Hacer dedo nunca fue tan complicado como para ir de Hamamatsu a Yamanouchi. Es un camino bastante largo (para la escala nipona) y sobre todo retorcido y ramificado. Nos varamos en distintas Parking Areas, hablamos con montón de conductores, combinamos algunas partes con trenes, y finalmente conseguimos una pareja de viejitos que se ofrecieron a llevarnos el último tramo.
La sorpresa fue que el viejito, jubilado ya, había trabajado en la Universidad de Kochi (en Shikoku) y sabía un montón de bacterias y cosas así que a Miki parecían interesarle mucho. No, la sorpresa no fue eso, la sorpresa fue que hizo un desvío para ir a comprar manzanas (manzana roja variedad Fuji, no te jodo) en una granjita local, y entre esto y lo otro nos quisieron hacer regalos y terminamos con tres kilos de manzanas deliciosas a cuestas.
Nos tomamos un trencito de estos medio perdidos en la nada para llegar a Yamanouchi y yo aproveché para reservar un ryokan: ya que era nuestro último destino fuera de Tokyo, queríamos explotarla.
Pero bueno, el ryokan que yo reservé (que hasta te ofrecía servicio de geisha) estaba lleno así que nos consiguieron otro ahí en la oficinita de turismo: un ryokan viejo y medio olvidado entre ryokanes modernos, grandes, lujosos, llenos de empleados y empleadas en kimonos y yukatas...
Un viejito nos fue a buscar en coche y nos llevó a destino, nos mostró el onsen privado, nos llevó a nuestra habitación, nos trajo té y galletitas... El lugar debió ser, alguna vez, muy lindo. Pero ya no lo es. Ahora es triste, vacío, oscuro, y tiene telarañas en el techo porque, te apuesto lo que quieras, ninguno de los tres viejitos del lugar debe llegar a verlas. Pero qué amor de viejitos: les regalamos unas manzanas y hasta nos hicieron descuento.

-- DATOS REGISTRADOS --

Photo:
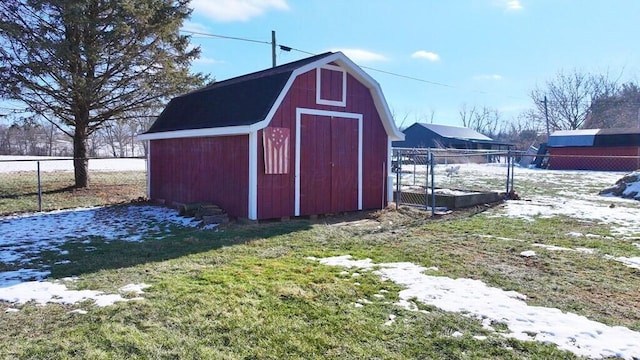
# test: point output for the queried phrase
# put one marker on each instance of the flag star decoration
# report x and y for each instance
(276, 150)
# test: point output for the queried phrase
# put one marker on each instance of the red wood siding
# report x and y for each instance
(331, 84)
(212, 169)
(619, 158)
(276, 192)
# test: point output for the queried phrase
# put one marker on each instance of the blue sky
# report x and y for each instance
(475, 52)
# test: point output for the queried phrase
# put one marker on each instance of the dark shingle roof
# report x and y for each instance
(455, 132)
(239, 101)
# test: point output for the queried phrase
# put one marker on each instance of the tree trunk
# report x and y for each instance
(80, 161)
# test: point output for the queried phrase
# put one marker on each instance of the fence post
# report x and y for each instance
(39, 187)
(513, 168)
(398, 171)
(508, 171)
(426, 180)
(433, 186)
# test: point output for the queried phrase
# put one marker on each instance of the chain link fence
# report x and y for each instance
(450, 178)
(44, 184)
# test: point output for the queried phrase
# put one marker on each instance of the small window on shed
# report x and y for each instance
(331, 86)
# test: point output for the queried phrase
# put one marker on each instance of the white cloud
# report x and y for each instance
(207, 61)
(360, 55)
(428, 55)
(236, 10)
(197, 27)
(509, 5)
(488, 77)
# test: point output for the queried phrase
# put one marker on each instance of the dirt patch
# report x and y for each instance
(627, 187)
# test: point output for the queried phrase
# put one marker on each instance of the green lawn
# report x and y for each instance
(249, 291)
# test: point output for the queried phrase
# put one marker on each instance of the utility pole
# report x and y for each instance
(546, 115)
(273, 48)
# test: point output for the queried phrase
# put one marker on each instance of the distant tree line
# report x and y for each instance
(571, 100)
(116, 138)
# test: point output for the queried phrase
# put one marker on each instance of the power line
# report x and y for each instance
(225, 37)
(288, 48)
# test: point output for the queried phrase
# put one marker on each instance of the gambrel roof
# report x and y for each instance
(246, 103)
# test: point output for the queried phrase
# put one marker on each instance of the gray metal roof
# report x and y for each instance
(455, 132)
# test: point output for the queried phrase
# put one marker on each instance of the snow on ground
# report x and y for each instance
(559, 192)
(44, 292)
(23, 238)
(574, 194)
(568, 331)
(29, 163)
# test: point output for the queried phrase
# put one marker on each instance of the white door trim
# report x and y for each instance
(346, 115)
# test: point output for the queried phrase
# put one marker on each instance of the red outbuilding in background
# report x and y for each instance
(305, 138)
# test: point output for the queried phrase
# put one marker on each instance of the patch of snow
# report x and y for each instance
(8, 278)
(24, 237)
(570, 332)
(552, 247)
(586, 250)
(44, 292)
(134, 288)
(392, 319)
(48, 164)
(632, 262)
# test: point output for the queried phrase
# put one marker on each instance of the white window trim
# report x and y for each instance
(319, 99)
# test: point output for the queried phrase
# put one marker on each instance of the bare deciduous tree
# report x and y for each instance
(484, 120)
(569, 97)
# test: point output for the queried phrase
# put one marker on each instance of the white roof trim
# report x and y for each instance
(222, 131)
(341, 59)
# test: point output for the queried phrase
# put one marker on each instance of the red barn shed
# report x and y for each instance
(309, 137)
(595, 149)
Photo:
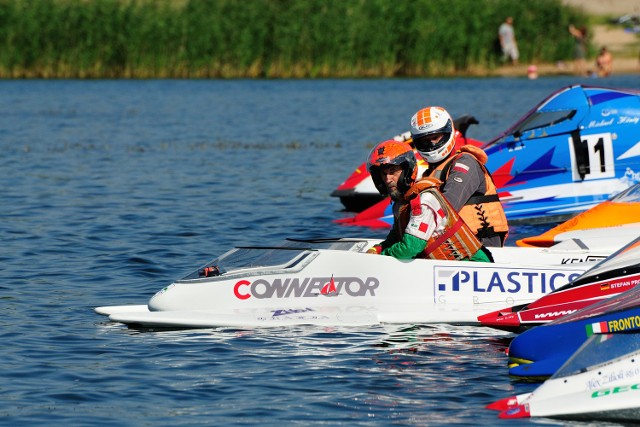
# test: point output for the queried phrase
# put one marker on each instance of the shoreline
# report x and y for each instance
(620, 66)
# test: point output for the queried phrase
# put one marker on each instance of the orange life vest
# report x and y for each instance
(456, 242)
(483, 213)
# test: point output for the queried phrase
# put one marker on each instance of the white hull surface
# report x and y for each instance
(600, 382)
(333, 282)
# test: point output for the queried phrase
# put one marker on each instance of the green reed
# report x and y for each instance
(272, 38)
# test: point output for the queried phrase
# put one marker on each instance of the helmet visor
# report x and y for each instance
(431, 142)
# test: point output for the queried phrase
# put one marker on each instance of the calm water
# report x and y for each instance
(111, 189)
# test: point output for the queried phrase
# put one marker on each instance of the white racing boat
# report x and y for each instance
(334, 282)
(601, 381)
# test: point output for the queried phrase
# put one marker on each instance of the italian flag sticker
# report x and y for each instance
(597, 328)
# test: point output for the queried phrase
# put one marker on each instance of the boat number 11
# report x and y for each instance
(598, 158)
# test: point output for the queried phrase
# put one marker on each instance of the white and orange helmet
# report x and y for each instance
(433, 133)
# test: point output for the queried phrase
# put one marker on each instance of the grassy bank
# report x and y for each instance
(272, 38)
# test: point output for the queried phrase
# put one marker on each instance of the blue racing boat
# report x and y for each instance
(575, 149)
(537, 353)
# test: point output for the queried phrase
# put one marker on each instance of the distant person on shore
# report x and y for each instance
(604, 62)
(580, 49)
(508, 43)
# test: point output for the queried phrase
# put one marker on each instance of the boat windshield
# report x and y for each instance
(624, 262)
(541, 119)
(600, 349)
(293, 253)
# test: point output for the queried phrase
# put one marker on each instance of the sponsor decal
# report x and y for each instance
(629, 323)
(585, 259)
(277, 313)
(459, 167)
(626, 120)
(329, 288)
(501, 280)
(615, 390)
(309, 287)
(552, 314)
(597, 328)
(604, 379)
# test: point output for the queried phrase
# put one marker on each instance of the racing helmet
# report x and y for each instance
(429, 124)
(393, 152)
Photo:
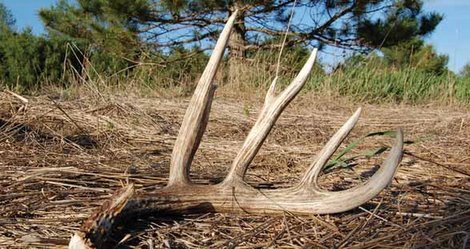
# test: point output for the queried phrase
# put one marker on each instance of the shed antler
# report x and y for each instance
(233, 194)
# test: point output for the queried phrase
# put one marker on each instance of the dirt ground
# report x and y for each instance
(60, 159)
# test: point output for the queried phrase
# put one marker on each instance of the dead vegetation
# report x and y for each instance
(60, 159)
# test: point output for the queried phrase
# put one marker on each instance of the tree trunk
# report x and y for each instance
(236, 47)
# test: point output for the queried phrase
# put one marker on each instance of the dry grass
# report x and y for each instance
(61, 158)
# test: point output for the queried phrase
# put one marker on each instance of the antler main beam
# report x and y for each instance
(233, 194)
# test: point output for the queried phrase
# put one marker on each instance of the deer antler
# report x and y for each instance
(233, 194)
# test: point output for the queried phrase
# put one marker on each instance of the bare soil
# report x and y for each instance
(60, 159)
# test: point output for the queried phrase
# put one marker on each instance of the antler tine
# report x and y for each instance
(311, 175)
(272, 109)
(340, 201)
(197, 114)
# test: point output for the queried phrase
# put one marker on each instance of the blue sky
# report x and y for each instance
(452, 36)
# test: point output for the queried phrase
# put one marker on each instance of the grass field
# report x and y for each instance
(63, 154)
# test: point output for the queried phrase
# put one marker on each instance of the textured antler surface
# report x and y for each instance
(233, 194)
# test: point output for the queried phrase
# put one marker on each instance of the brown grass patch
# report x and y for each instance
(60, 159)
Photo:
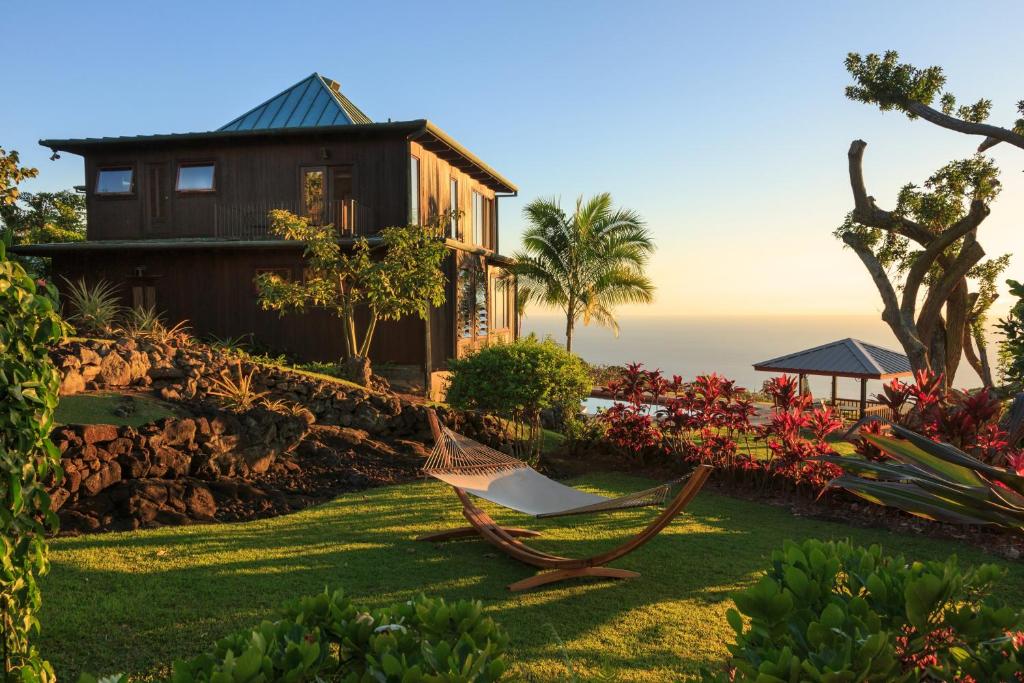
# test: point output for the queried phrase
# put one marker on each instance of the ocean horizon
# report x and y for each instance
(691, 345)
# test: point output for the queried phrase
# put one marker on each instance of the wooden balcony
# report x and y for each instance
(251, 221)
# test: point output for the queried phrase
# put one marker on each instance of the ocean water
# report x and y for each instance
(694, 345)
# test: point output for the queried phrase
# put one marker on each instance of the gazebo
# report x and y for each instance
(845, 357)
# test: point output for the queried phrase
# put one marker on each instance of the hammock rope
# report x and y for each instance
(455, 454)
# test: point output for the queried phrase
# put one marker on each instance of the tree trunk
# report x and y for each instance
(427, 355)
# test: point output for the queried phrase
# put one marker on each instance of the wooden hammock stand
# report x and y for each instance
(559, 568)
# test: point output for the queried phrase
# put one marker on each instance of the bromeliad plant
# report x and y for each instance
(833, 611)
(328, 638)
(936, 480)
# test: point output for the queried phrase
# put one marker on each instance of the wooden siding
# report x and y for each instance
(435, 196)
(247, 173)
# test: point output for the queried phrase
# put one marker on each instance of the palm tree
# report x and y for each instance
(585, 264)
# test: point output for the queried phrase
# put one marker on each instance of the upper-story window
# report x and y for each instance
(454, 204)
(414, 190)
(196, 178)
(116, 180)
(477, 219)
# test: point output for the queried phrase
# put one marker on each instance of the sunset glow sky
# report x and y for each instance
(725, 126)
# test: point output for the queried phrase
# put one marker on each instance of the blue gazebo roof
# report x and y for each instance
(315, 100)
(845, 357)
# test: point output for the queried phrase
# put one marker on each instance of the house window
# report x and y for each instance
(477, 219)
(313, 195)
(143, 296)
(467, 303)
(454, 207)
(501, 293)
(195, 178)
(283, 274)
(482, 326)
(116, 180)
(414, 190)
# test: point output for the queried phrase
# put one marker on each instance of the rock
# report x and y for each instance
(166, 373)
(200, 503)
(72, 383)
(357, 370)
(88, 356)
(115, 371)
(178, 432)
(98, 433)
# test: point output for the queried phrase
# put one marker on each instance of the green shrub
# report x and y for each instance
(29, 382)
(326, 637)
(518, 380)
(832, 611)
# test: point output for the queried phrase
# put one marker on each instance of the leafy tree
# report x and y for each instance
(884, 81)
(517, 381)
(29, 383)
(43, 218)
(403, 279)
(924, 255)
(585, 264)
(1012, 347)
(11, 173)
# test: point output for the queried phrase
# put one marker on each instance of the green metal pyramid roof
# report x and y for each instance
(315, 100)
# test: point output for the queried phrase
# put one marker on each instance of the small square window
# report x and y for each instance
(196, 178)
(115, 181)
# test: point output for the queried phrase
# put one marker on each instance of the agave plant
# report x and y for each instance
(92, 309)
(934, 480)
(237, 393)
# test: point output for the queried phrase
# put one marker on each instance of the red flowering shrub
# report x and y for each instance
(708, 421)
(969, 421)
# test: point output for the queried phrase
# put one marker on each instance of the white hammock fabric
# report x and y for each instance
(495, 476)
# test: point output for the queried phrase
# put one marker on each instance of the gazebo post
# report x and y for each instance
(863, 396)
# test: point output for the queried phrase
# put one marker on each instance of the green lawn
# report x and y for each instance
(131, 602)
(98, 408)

-- CONSIGNA --
Cita íntegro y sin ningún cambio el relato sobre el viaje a Yamanouchi. Trabaja solo con el relato, sin recurrir a los datos.

-- SOLUCIÓN DEL EJERCICIO --
Hacer dedo nunca fue tan complicado como para ir de Hamamatsu a Yamanouchi. Es un camino bastante largo (para la escala nipona) y sobre todo retorcido y ramificado. Nos varamos en distintas Parking Areas, hablamos con montón de conductores, combinamos algunas partes con trenes, y finalmente conseguimos una pareja de viejitos que se ofrecieron a llevarnos el último tramo.
La sorpresa fue que el viejito, jubilado ya, había trabajado en la Universidad de Kochi (en Shikoku) y sabía un montón de bacterias y cosas así que a Miki parecían interesarle mucho. No, la sorpresa no fue eso, la sorpresa fue que hizo un desvío para ir a comprar manzanas (manzana roja variedad Fuji, no te jodo) en una granjita local, y entre esto y lo otro nos quisieron hacer regalos y terminamos con tres kilos de manzanas deliciosas a cuestas.
Nos tomamos un trencito de estos medio perdidos en la nada para llegar a Yamanouchi y yo aproveché para reservar un ryokan: ya que era nuestro último destino fuera de Tokyo, queríamos explotarla.
Pero bueno, el ryokan que yo reservé (que hasta te ofrecía servicio de geisha) estaba lleno así que nos consiguieron otro ahí en la oficinita de turismo: un ryokan viejo y medio olvidado entre ryokanes modernos, grandes, lujosos, llenos de empleados y empleadas en kimonos y yukatas...
Un viejito nos fue a buscar en coche y nos llevó a destino, nos mostró el onsen privado, nos llevó a nuestra habitación, nos trajo té y galletitas... El lugar debió ser, alguna vez, muy lindo. Pero ya no lo es. Ahora es triste, vacío, oscuro, y tiene telarañas en el techo porque, te apuesto lo que quieras, ninguno de los tres viejitos del lugar debe llegar a verlas. Pero qué amor de viejitos: les regalamos unas manzanas y hasta nos hicieron descuento.